• INSTRUCTIONS FOR THE TASK:
Report each line of the records below that uses the word "clicks".

[Saved data entries]

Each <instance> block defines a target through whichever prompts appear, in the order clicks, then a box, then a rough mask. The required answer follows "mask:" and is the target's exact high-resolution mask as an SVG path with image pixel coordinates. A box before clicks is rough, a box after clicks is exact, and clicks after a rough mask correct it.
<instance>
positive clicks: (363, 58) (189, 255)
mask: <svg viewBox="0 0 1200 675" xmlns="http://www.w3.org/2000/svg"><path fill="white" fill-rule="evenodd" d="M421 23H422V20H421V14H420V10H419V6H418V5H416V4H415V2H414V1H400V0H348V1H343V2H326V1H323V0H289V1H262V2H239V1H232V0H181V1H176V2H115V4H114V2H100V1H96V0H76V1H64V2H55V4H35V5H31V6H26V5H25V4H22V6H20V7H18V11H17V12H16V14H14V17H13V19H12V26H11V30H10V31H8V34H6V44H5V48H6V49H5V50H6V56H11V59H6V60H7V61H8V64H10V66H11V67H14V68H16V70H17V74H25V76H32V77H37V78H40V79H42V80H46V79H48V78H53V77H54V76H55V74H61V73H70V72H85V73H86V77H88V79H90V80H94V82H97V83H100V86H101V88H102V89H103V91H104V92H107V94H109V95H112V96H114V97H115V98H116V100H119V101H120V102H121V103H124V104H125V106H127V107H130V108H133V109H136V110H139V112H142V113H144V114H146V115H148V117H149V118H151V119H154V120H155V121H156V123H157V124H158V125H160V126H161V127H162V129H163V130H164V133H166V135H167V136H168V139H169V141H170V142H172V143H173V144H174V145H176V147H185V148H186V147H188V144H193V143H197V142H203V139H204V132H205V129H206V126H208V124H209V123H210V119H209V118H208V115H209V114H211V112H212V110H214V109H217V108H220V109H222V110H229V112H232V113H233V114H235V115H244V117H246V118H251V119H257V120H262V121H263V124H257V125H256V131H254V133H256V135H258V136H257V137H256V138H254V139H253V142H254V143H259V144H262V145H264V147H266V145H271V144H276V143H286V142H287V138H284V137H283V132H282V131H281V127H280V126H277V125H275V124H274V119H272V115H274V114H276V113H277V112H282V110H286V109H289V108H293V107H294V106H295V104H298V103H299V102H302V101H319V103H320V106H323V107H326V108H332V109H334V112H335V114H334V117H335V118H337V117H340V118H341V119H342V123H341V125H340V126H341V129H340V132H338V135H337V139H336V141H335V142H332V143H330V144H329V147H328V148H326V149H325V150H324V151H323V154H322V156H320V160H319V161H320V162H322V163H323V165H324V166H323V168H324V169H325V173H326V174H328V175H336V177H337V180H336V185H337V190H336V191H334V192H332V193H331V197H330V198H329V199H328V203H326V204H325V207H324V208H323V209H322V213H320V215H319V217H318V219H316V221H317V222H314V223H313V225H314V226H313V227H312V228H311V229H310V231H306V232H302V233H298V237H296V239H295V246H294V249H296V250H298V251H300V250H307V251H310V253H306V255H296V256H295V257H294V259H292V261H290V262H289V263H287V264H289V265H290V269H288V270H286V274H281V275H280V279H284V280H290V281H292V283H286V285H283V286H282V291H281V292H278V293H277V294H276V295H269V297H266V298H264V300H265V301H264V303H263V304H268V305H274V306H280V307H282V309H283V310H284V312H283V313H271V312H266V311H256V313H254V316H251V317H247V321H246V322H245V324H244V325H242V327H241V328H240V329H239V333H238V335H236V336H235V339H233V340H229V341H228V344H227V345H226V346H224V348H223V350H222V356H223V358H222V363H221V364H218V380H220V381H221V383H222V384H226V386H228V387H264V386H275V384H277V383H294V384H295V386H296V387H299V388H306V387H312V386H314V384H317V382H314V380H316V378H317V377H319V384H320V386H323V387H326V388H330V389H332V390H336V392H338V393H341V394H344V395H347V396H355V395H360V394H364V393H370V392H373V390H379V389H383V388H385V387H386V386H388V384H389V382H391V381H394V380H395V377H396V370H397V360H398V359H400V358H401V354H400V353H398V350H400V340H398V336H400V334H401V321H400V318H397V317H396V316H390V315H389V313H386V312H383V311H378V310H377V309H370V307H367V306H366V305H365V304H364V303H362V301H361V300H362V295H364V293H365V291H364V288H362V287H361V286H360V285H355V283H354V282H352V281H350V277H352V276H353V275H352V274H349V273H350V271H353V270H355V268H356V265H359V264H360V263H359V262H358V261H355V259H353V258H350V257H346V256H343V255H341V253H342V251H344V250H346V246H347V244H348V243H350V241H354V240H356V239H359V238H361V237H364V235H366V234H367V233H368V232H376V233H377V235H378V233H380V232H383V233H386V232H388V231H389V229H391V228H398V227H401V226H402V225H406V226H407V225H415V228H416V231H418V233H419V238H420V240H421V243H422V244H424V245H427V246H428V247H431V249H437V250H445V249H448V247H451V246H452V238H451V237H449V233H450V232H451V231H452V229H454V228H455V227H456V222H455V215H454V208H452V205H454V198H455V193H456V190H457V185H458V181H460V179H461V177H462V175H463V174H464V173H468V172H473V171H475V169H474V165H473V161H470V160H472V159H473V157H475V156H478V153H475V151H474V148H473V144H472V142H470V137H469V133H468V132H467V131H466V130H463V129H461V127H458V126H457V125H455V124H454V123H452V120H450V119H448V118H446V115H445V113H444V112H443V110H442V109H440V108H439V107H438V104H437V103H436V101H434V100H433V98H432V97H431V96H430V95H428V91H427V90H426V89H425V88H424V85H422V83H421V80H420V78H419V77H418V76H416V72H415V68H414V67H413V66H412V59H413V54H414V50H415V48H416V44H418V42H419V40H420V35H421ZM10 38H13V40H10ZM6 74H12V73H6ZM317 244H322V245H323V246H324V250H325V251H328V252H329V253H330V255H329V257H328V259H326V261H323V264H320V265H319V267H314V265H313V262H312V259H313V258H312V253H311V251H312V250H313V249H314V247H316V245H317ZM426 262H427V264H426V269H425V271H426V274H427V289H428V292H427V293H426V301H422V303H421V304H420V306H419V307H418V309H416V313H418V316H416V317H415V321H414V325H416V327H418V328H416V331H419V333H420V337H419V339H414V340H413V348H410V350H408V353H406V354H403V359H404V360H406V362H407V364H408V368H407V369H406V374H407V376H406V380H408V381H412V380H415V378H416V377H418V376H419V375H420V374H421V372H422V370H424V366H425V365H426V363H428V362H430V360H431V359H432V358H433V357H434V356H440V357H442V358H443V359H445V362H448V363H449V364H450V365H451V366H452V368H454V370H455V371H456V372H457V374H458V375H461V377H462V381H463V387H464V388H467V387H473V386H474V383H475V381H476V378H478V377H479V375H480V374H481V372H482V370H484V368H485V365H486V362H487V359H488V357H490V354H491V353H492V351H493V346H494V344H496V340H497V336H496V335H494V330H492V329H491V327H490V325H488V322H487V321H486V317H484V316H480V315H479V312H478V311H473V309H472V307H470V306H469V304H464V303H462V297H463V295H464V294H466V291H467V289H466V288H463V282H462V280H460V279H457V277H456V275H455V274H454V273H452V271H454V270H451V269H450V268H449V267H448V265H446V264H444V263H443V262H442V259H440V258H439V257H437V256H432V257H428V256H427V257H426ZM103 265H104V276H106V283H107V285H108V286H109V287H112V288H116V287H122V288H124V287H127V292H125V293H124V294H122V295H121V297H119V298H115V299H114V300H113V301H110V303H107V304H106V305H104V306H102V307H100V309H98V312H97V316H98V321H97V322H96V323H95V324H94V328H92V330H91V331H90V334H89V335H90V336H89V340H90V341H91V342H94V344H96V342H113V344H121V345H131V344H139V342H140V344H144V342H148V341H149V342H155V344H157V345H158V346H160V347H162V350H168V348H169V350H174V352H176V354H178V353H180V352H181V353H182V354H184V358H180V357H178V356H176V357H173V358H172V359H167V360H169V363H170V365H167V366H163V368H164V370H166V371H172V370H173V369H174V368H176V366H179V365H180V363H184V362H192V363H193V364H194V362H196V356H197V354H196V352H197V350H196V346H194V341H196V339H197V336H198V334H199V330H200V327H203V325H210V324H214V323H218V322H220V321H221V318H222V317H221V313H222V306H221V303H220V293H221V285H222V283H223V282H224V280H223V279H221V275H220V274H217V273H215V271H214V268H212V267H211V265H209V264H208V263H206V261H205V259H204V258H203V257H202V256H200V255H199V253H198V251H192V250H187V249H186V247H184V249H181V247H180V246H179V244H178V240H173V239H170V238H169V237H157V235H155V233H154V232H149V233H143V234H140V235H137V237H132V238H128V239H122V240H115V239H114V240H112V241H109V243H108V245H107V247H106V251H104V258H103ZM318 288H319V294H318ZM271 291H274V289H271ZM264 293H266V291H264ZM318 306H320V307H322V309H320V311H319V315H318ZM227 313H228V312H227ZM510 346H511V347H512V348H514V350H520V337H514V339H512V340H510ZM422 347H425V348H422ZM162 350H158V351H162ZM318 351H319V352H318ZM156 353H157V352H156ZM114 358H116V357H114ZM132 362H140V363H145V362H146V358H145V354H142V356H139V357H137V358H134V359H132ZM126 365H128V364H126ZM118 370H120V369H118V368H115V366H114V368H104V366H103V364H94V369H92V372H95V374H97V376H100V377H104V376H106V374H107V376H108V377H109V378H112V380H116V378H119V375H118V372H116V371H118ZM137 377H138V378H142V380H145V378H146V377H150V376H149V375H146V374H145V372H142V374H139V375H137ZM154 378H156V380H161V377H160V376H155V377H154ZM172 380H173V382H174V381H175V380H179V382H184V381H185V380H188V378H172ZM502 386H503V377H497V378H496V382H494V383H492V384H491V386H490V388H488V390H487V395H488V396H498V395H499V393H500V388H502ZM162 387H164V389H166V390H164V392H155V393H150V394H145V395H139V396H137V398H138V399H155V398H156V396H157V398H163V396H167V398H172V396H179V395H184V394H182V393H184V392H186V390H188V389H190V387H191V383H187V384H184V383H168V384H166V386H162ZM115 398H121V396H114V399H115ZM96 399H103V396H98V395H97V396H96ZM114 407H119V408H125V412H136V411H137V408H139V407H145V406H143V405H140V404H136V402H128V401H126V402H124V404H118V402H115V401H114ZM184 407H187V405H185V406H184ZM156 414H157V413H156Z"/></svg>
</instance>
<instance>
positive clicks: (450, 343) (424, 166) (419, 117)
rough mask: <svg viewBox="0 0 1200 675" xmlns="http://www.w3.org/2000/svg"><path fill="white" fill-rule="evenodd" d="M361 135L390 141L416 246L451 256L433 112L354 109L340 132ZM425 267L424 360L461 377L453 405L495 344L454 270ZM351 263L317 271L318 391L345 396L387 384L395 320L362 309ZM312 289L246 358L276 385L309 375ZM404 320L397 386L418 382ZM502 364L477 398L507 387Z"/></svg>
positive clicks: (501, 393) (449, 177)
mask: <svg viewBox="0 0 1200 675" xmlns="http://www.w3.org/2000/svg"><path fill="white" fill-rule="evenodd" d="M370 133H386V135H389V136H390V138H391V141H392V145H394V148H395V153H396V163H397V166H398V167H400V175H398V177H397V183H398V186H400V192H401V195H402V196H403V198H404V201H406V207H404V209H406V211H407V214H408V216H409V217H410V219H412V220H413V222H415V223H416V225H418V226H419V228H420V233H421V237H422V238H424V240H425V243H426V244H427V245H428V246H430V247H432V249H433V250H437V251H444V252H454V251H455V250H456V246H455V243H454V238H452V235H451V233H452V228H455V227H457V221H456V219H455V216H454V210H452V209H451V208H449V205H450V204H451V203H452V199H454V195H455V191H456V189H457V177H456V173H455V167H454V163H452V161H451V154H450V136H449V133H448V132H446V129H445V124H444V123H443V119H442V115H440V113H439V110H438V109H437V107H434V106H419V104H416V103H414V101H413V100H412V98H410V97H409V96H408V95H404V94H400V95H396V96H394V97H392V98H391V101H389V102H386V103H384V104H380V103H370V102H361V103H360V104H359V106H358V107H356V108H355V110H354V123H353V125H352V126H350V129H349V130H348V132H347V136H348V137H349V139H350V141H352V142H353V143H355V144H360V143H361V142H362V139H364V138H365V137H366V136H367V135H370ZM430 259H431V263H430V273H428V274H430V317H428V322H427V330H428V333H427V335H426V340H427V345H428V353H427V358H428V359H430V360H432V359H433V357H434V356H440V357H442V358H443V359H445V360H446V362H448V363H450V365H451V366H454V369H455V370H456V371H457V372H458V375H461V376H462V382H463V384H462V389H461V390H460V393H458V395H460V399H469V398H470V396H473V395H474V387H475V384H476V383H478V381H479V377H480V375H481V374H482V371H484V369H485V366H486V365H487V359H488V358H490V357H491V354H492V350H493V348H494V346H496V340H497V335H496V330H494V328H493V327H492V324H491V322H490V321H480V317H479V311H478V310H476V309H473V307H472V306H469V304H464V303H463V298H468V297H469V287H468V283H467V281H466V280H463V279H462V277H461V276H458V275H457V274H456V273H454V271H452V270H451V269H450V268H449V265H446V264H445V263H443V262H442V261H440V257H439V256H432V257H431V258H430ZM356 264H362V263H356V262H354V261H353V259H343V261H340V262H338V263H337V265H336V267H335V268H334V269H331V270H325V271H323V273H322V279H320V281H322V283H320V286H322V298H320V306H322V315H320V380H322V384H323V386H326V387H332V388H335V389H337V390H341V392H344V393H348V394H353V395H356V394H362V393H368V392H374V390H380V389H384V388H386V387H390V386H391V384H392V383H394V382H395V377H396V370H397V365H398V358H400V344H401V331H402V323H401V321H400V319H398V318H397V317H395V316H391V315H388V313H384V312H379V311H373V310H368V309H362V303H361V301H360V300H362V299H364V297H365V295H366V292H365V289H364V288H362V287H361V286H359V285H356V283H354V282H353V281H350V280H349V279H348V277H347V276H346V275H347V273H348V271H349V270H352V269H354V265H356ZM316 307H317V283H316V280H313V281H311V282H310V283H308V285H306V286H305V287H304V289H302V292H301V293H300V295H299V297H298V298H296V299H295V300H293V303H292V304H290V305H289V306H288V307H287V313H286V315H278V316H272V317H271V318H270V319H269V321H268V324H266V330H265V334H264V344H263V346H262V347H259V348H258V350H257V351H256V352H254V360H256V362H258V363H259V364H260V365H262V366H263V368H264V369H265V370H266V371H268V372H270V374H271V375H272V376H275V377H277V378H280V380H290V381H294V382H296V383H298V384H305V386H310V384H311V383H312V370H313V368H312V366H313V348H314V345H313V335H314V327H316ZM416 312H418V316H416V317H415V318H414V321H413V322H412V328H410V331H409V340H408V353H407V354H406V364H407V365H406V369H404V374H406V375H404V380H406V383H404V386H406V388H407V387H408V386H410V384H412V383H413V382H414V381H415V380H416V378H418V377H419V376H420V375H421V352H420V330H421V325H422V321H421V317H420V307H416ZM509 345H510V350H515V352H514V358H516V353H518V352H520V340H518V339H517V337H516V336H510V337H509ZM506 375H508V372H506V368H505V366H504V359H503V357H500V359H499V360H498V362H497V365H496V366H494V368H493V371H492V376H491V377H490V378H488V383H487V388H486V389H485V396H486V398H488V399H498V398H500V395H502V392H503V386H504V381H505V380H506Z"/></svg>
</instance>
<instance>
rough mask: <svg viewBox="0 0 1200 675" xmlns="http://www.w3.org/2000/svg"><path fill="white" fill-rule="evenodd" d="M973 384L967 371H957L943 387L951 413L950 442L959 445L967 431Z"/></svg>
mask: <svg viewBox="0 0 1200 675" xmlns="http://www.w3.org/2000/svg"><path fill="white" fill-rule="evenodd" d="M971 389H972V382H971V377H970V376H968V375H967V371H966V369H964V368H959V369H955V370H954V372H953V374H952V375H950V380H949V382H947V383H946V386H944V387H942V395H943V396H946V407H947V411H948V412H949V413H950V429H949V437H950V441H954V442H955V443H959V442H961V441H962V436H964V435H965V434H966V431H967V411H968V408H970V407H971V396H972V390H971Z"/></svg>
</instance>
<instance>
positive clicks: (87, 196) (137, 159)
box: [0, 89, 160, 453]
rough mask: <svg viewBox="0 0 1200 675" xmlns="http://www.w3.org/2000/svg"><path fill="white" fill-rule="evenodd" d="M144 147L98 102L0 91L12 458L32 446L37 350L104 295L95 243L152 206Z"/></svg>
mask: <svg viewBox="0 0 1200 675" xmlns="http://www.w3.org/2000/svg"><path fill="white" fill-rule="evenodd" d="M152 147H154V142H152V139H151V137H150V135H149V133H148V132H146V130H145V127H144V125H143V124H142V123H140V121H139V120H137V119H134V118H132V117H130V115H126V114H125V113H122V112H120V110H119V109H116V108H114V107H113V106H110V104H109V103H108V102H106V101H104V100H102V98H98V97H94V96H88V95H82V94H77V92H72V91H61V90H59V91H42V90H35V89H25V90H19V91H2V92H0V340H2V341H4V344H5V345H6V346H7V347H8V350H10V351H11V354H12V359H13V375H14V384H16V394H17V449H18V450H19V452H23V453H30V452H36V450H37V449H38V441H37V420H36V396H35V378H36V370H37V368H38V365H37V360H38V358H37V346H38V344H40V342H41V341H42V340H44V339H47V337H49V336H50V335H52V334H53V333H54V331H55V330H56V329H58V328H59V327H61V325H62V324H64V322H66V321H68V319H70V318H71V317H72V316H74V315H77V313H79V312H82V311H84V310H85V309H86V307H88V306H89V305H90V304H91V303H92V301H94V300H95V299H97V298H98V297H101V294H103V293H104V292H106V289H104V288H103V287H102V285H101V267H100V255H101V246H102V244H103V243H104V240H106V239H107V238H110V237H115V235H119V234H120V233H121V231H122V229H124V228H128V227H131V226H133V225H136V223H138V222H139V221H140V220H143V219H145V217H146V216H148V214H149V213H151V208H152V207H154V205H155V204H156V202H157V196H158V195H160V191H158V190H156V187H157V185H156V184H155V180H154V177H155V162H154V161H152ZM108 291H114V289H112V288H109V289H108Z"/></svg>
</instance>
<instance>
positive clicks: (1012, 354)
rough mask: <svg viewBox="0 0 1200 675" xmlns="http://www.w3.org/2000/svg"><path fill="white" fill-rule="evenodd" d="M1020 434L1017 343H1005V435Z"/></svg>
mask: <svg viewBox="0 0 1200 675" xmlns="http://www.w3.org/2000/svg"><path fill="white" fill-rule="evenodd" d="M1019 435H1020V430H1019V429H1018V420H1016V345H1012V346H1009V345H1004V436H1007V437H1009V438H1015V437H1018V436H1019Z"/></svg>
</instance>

• RESULT:
Each <instance> block defines a target through whichever prompts appear, in the order clicks, then a box, then a rough mask. The required answer follows "mask:" and is the target's exact high-resolution mask as an SVG path with image pixel coordinates. A box before clicks is rough, a box after clicks is exact, and clicks after a rough mask correct it.
positive clicks: (363, 58) (189, 255)
positive clicks: (450, 343) (424, 166) (419, 117)
positive clicks: (501, 393) (449, 177)
positive clicks: (87, 196) (137, 159)
positive clicks: (1012, 354)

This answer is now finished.